Goal A: Update the Lockett case text starting at "The last words" and ending at "searching for drugs.". Replace "sofa" with "couch".
Goal B: List every person named by both a first and a last name in the Lockett case text.

Document text:
********

Yet, Lockett fought for his own life after he was convicted of murder and sentenced to death. And on the day of his execution, when things went terribly wrong, Lockett, the man who buried a woman alive without a bit of remorse, the man who led a life of crime before the savage murder, cried and whimpered, begging executioners to help him.

The last words Lockett ever spoke were “Something’s wrong!”

The Crime

Lockett and his accomplices broke into Bobby Bornt’s home on the night of June 9, 1999. Bobby slept on the sofa of his home when Lockett, Shawn Mathis, and Alfonzo Lockett broke into the home and began beating and kicking him. The men then duct-taped Bornt and gagged him while they ransacked the house searching for drugs.

Bornt’s friend, Summer Hair, opened the front door to the home. She and her friend Stephanie Neiman were headed to a party and wanted Bornt to head out with them.

********

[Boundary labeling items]
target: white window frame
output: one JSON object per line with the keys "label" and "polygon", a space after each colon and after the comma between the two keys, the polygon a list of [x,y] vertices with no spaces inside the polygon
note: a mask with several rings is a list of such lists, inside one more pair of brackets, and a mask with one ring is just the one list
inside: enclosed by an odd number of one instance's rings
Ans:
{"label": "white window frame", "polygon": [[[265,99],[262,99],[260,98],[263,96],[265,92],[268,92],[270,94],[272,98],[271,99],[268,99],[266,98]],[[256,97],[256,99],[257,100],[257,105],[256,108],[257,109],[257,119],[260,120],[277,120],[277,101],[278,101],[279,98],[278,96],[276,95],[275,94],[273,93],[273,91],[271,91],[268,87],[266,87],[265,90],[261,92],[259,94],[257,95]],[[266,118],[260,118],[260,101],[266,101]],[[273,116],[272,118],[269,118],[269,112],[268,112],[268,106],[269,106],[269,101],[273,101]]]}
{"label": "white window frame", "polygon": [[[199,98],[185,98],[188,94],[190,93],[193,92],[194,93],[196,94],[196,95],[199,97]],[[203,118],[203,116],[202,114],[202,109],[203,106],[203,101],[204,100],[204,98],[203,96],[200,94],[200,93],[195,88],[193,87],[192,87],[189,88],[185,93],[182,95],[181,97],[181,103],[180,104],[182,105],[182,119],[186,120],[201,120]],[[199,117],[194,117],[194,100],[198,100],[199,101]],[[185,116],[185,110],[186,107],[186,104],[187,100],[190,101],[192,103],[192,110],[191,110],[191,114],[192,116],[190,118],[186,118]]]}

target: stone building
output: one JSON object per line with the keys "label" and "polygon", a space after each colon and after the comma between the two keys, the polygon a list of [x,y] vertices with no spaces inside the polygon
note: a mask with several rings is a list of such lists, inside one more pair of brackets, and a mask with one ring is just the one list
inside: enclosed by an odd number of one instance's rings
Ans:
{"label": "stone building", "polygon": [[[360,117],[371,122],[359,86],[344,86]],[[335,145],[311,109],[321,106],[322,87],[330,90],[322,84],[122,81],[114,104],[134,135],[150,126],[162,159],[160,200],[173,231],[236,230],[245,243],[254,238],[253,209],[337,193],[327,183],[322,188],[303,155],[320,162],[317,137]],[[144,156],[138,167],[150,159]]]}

********

Task result A:
The last words Lockett ever spoke were “Something’s wrong!”

The Crime

Lockett and his accomplices broke into Bobby Bornt’s home on the night of June 9, 1999. Bobby slept on the couch of his home when Lockett, Shawn Mathis, and Alfonzo Lockett broke into the home and began beating and kicking him. The men then duct-taped Bornt and gagged him while they ransacked the house searching for drugs.

Task result B:
Bobby Bornt
Shawn Mathis
Alfonzo Lockett
Summer Hair
Stephanie Neiman